■ **PROVIDED PASSAGE**:

Could you give me an example, please?
>
> >> To make matters rather more difficult, the entire set of total functions
> >> (say on N->N) can not itself be generated by ANY algorithm (i.e. it is
> >> not "recursively enumerable"). This can be proven by a simple diagonal
> >> argument:
> >> if there were some enumeration function F(i) that returned an encoding of
> >> the i'th total function on N, then define G(j) = 4 if F(j)(j) =5 and
> >> G(j) = 5 otherwise. Since F(j) is a total function then F(j)(j) is total
> >> and thus G(j) is total, but by construction G =/= F(i) for any i; thus
> >> there can be no such F that lists ALL the total functions.
> >
> >Doesn't make it difficult, it makes it easier - you'd have proven that
> >no programming language can describe all total functions, so it doesn't
> >hurt too much if mine can't. :)
>
> Not quite: the proof shows that no programming language can describe ALL and
> ONLY the total functions.
I do not see where your proof is restricted to programming languages.

■ **DATA SECTION**:

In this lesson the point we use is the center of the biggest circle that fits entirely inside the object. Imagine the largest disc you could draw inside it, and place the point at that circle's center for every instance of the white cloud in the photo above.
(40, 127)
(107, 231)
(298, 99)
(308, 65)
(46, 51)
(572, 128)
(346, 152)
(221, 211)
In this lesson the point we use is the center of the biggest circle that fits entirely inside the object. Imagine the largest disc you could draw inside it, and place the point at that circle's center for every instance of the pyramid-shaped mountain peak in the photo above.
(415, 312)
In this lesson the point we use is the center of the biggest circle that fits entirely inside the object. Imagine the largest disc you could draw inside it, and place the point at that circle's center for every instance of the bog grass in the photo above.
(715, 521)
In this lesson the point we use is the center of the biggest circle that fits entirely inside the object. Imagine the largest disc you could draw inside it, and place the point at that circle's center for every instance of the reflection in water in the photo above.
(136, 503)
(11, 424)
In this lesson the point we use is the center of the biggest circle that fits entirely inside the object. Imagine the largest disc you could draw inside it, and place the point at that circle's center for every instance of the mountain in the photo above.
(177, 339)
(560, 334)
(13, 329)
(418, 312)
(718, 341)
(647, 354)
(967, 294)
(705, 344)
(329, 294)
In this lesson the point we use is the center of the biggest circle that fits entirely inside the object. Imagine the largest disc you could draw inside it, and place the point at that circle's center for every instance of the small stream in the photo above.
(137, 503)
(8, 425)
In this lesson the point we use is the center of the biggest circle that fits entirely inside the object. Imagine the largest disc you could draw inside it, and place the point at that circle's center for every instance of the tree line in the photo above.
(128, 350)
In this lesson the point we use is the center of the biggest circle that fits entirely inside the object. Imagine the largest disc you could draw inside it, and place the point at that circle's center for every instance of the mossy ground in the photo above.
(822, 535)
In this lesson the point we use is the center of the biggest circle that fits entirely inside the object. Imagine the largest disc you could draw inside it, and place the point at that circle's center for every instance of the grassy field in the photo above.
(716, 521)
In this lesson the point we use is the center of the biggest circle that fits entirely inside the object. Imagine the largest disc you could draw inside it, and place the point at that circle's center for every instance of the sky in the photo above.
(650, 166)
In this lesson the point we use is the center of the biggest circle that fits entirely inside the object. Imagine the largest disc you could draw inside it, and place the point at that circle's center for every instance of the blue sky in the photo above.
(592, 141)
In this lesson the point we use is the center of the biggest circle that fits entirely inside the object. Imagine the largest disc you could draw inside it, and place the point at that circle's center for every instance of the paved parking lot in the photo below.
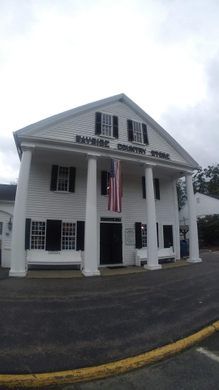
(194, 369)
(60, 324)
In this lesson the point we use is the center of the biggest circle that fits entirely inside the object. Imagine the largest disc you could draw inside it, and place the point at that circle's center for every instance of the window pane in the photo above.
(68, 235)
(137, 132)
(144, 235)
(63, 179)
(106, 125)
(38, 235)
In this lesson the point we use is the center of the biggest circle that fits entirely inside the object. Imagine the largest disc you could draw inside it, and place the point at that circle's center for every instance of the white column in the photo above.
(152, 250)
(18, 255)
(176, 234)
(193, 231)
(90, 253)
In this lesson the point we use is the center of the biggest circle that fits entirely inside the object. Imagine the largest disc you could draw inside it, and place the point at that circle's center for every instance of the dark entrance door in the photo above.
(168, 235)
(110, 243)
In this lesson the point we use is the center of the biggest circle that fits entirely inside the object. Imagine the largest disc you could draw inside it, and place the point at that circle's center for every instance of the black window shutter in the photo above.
...
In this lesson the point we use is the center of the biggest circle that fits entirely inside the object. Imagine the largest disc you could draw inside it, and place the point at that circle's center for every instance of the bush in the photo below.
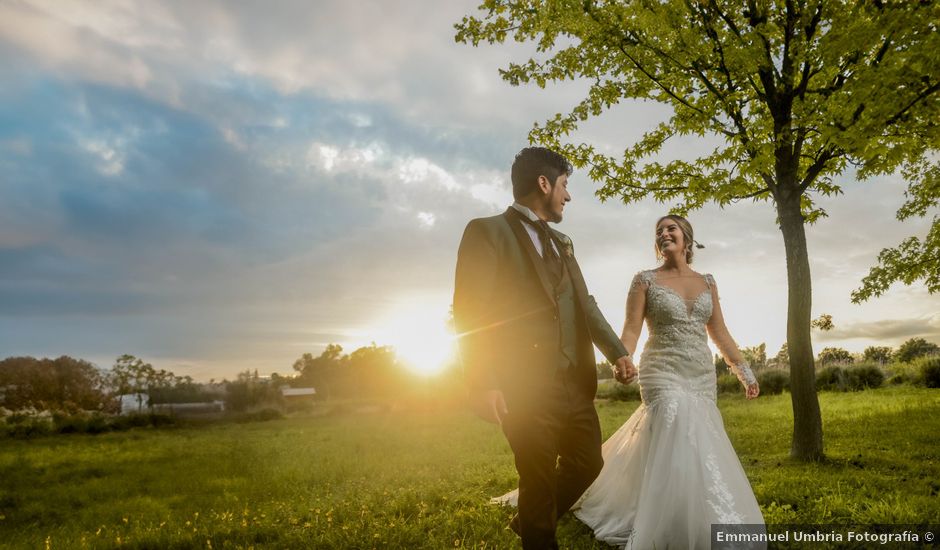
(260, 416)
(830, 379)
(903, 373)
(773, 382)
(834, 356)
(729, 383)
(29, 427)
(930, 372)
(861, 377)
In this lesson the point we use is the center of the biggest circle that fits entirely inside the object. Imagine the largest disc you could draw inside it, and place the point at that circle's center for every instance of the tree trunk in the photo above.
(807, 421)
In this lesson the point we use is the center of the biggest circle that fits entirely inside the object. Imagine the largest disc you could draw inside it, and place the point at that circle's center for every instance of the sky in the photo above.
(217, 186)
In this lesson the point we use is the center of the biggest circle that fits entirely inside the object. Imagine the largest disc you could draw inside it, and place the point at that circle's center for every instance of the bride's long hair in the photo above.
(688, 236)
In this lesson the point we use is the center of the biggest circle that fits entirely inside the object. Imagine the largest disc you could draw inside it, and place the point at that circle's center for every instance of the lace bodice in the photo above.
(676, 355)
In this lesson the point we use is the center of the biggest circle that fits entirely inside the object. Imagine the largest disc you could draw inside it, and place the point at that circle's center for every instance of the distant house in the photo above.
--
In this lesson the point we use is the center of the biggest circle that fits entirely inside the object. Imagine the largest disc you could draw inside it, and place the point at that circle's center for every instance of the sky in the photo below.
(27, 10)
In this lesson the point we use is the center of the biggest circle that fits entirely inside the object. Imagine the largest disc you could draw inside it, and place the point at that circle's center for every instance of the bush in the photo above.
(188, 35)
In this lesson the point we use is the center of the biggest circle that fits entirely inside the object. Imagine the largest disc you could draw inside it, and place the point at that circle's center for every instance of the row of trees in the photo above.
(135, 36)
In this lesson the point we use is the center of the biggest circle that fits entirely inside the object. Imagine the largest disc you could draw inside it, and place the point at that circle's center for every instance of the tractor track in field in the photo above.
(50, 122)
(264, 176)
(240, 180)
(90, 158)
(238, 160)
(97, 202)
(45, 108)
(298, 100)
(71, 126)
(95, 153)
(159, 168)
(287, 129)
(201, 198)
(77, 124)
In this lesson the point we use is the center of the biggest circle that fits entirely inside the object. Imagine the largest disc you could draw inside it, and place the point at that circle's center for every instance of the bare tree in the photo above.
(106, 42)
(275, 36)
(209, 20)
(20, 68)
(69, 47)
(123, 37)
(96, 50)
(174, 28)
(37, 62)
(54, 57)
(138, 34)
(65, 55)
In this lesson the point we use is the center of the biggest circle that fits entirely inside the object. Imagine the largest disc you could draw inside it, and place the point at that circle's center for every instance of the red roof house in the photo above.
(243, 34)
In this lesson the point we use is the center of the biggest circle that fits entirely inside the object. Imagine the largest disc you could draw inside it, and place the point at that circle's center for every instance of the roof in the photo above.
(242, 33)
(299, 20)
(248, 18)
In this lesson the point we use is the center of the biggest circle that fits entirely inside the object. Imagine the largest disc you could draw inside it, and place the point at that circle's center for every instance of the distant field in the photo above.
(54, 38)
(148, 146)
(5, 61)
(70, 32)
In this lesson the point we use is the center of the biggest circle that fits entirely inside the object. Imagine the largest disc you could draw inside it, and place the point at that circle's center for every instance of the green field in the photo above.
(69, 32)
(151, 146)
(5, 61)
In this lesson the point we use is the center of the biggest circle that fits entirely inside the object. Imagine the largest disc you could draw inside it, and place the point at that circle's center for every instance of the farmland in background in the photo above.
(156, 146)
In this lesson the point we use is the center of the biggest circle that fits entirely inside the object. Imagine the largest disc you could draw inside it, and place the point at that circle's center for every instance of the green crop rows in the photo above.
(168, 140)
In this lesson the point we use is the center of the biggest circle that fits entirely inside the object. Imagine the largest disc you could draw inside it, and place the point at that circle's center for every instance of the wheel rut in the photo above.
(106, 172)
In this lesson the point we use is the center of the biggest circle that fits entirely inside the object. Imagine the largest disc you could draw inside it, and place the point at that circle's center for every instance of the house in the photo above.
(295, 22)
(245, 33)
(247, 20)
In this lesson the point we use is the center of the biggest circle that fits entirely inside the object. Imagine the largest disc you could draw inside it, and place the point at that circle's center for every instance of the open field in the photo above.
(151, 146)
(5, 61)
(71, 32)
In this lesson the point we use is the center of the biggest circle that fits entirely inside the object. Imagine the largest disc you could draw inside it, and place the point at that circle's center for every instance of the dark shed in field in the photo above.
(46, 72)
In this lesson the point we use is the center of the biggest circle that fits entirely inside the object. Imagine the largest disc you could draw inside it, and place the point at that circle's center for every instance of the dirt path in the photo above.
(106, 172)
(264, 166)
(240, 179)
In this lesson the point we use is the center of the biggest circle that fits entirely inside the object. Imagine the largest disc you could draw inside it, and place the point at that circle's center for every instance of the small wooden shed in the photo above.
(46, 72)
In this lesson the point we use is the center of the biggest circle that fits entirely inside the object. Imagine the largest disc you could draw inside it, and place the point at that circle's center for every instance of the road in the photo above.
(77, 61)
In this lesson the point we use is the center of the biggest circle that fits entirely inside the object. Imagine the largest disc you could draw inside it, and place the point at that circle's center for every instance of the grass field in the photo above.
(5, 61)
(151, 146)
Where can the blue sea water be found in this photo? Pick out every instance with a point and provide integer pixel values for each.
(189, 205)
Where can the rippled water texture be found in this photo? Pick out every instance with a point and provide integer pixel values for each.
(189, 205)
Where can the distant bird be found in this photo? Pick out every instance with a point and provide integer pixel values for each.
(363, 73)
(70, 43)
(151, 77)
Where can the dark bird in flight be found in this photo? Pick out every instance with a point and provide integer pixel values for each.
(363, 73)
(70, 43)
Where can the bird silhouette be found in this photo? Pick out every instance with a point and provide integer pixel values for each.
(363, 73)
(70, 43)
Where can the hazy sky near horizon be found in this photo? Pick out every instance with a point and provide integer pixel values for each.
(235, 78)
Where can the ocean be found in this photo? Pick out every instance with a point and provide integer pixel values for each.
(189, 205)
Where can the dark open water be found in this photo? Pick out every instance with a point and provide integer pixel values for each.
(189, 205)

■ **TO DO**:
**1)** Update the thread on total functions between "Could you give" and "ALL the total functions.", inclusive, replacing "enumeration function" with "listing function".
**2)** For each statement, say yes or no according to the thread on total functions, and quote the exact words that decide it: (a) The diagonal argument sets G(j) to 4 when F(j)(j) is 5. (b) The set of total functions on N->N can be generated by some algorithm. (c) The last message agrees that the proof is restricted to programming languages.

■ **ANSWERS FOR THE EXERCISE**:
**1)**
Could you give me an example, please?
>
> >> To make matters rather more difficult, the entire set of total functions
> >> (say on N->N) can not itself be generated by ANY algorithm (i.e. it is
> >> not "recursively enumerable"). This can be proven by a simple diagonal
> >> argument:
> >> if there were some listing function F(i) that returned an encoding of
> >> the i'th total function on N, then define G(j) = 4 if F(j)(j) =5 and
> >> G(j) = 5 otherwise. Since F(j) is a total function then F(j)(j) is total
> >> and thus G(j) is total, but by construction G =/= F(i) for any i; thus
> >> there can be no such F that lists ALL the total functions.

**2)**
(a) Yes: "define G(j) = 4 if F(j)(j) =5"
(b) No: "can not itself be generated by ANY algorithm"
(c) No: "I do not see where your proof is restricted to programming languages."